[Records contained in a dataset]
»»

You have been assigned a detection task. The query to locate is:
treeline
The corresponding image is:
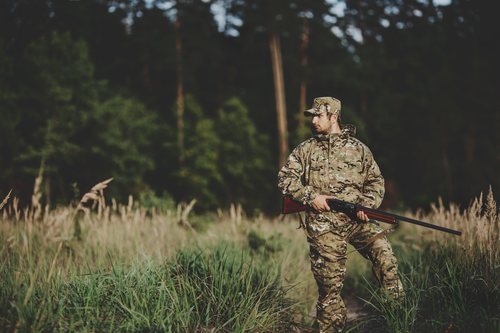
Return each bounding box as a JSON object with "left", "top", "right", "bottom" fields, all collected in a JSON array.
[{"left": 0, "top": 0, "right": 498, "bottom": 213}]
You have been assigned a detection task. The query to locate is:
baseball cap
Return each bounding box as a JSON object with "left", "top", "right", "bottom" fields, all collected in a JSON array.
[{"left": 304, "top": 97, "right": 341, "bottom": 116}]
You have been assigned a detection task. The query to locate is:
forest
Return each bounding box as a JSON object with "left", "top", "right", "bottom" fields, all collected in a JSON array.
[
  {"left": 1, "top": 1, "right": 499, "bottom": 332},
  {"left": 1, "top": 0, "right": 498, "bottom": 213}
]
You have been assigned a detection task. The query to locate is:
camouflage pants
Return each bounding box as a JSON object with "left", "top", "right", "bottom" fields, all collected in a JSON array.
[{"left": 307, "top": 221, "right": 404, "bottom": 333}]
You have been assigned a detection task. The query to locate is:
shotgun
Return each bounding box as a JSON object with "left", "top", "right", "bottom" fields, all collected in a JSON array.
[{"left": 282, "top": 196, "right": 462, "bottom": 236}]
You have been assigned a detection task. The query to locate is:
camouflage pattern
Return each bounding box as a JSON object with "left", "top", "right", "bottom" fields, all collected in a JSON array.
[
  {"left": 278, "top": 124, "right": 404, "bottom": 333},
  {"left": 304, "top": 97, "right": 341, "bottom": 116}
]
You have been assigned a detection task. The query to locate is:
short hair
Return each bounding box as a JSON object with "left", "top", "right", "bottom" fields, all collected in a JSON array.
[{"left": 327, "top": 106, "right": 341, "bottom": 124}]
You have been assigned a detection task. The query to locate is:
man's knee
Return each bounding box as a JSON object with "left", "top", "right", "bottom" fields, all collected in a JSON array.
[{"left": 369, "top": 238, "right": 396, "bottom": 267}]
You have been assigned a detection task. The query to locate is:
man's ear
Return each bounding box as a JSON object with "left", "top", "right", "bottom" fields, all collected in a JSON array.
[{"left": 328, "top": 112, "right": 338, "bottom": 122}]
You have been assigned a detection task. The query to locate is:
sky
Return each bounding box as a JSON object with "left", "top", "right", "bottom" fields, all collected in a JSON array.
[
  {"left": 130, "top": 0, "right": 453, "bottom": 38},
  {"left": 213, "top": 0, "right": 453, "bottom": 37}
]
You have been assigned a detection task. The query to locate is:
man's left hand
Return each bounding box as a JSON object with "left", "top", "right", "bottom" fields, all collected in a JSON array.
[{"left": 357, "top": 210, "right": 370, "bottom": 222}]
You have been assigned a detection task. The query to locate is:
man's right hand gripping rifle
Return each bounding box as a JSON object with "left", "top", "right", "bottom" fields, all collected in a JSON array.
[{"left": 311, "top": 194, "right": 371, "bottom": 222}]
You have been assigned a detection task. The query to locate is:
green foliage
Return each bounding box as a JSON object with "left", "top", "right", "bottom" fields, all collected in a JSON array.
[
  {"left": 1, "top": 0, "right": 499, "bottom": 211},
  {"left": 172, "top": 96, "right": 274, "bottom": 211},
  {"left": 18, "top": 31, "right": 96, "bottom": 176},
  {"left": 0, "top": 39, "right": 20, "bottom": 181},
  {"left": 359, "top": 246, "right": 499, "bottom": 333},
  {"left": 0, "top": 30, "right": 158, "bottom": 202},
  {"left": 0, "top": 244, "right": 295, "bottom": 332},
  {"left": 360, "top": 273, "right": 421, "bottom": 333},
  {"left": 138, "top": 188, "right": 176, "bottom": 214},
  {"left": 167, "top": 245, "right": 293, "bottom": 331},
  {"left": 82, "top": 95, "right": 158, "bottom": 198},
  {"left": 176, "top": 95, "right": 222, "bottom": 210},
  {"left": 247, "top": 229, "right": 288, "bottom": 256},
  {"left": 216, "top": 98, "right": 273, "bottom": 210}
]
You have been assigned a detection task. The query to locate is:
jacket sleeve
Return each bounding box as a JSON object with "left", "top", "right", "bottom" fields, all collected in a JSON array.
[
  {"left": 359, "top": 147, "right": 385, "bottom": 209},
  {"left": 277, "top": 146, "right": 318, "bottom": 205}
]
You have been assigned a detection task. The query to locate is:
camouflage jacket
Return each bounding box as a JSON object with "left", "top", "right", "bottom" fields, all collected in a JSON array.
[{"left": 278, "top": 125, "right": 385, "bottom": 211}]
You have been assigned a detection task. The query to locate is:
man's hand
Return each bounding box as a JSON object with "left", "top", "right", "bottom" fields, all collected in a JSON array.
[
  {"left": 311, "top": 196, "right": 371, "bottom": 221},
  {"left": 357, "top": 210, "right": 370, "bottom": 222},
  {"left": 311, "top": 195, "right": 335, "bottom": 213}
]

««

> [TASK ITEM]
Your answer must be an exact copy of the records, with every picture left out.

> [TASK SOLUTION]
You have been assigned a detection task. The query to locate is:
treeline
The corresponding image is:
Return each bounding box as a JSON object with "left", "top", "right", "bottom" fields, all collected in a JSON array.
[{"left": 0, "top": 0, "right": 498, "bottom": 213}]
You have been assigned a detection task. The query to locate is:
baseball cap
Return each bounding box as a JSON object with "left", "top", "right", "bottom" fields, all collected in a JSON array.
[{"left": 304, "top": 97, "right": 341, "bottom": 116}]
You have been assigned a detection task. The query to locate is:
forest
Return each bounding box as a JSON object with "left", "top", "right", "bottom" fields, all collected in a JSON array.
[
  {"left": 1, "top": 1, "right": 499, "bottom": 332},
  {"left": 1, "top": 0, "right": 498, "bottom": 213}
]
You have been assigned a detection task. The query to locate is:
camouflage pants
Return each bounding box as a JSON object with "left", "top", "right", "bottom" fields, all collected in a JSON array.
[{"left": 307, "top": 221, "right": 404, "bottom": 333}]
You have been assigned a detection task. The query to locate is:
shotgun
Return each bounding box as a JSON object with "left", "top", "right", "bottom" fields, all collected in a JSON array.
[{"left": 282, "top": 196, "right": 462, "bottom": 236}]
You have been assigned a detection task. The query to locate is:
camouflage pattern
Return each bounding box as a JSON object with "left", "top", "right", "bottom" fields, all collected in a JSON array.
[
  {"left": 278, "top": 124, "right": 404, "bottom": 333},
  {"left": 304, "top": 97, "right": 341, "bottom": 116}
]
You have been assigned a detection task. The query to locate is:
short hair
Return each bounding box as a JSON object with "left", "top", "right", "bottom" fields, all collected in a JSON array.
[{"left": 327, "top": 106, "right": 341, "bottom": 124}]
You have been assigned a detection task. The query to locate is:
man's knee
Return each bounding box as a JSON object with "left", "top", "right", "bottom" fields, all collected in a JSON array.
[{"left": 369, "top": 238, "right": 396, "bottom": 267}]
You have been assigned a detection task. The query to locate is:
man's ear
Return each bounding box as a JSON object with "left", "top", "right", "bottom" fields, all collected in a JSON array.
[{"left": 328, "top": 112, "right": 338, "bottom": 122}]
You have been assigned a detection task. The query to locate is:
sky
Return each bounding box as a JSON object with "left", "top", "right", "bottom" fields, all collected in a JSON array.
[
  {"left": 130, "top": 0, "right": 453, "bottom": 38},
  {"left": 213, "top": 0, "right": 453, "bottom": 37}
]
You have been assigned a detection task. The query to locate is:
man's left hand
Return each bounding box as a JSON object with "left", "top", "right", "bottom" fields, all collected in a JSON array.
[{"left": 357, "top": 210, "right": 370, "bottom": 222}]
You have been assigned a detection task. The query to locate is:
man's right hand gripping rifle
Return each bounding box as a JSON object with "left", "top", "right", "bottom" fields, all collected in a JSON array.
[{"left": 311, "top": 194, "right": 371, "bottom": 222}]
You have been assigned a detection task. The query to locate is:
green foliage
Return each bounding box as a JSON object with "left", "top", "right", "bottom" fields, all collected in a JSON array.
[
  {"left": 1, "top": 0, "right": 499, "bottom": 211},
  {"left": 172, "top": 96, "right": 274, "bottom": 211},
  {"left": 18, "top": 31, "right": 96, "bottom": 176},
  {"left": 0, "top": 39, "right": 20, "bottom": 181},
  {"left": 359, "top": 246, "right": 499, "bottom": 333},
  {"left": 0, "top": 30, "right": 158, "bottom": 202},
  {"left": 0, "top": 244, "right": 295, "bottom": 332},
  {"left": 360, "top": 273, "right": 421, "bottom": 333},
  {"left": 138, "top": 188, "right": 176, "bottom": 214},
  {"left": 167, "top": 245, "right": 293, "bottom": 331},
  {"left": 82, "top": 95, "right": 158, "bottom": 198},
  {"left": 176, "top": 95, "right": 222, "bottom": 210},
  {"left": 247, "top": 229, "right": 288, "bottom": 256},
  {"left": 216, "top": 98, "right": 273, "bottom": 210}
]
You have been assigned a detection task. The query to locate is:
jacket sleeve
Return each bounding box as a JSON object with "left", "top", "right", "bottom" fields, all collected in a JSON array.
[
  {"left": 359, "top": 147, "right": 385, "bottom": 209},
  {"left": 277, "top": 146, "right": 318, "bottom": 205}
]
You have been assigned a detection task. The query to locate is:
camouflage jacket
Return each bounding box as a JSON object with "left", "top", "right", "bottom" fields, all collected in a JSON array.
[{"left": 278, "top": 125, "right": 385, "bottom": 211}]
You have been assigned a detection task. The query to locate is:
man's hand
Return each bounding box as a JSON object with "left", "top", "right", "bottom" fields, all collected in a JSON array.
[
  {"left": 311, "top": 196, "right": 371, "bottom": 221},
  {"left": 357, "top": 210, "right": 370, "bottom": 222},
  {"left": 311, "top": 195, "right": 335, "bottom": 213}
]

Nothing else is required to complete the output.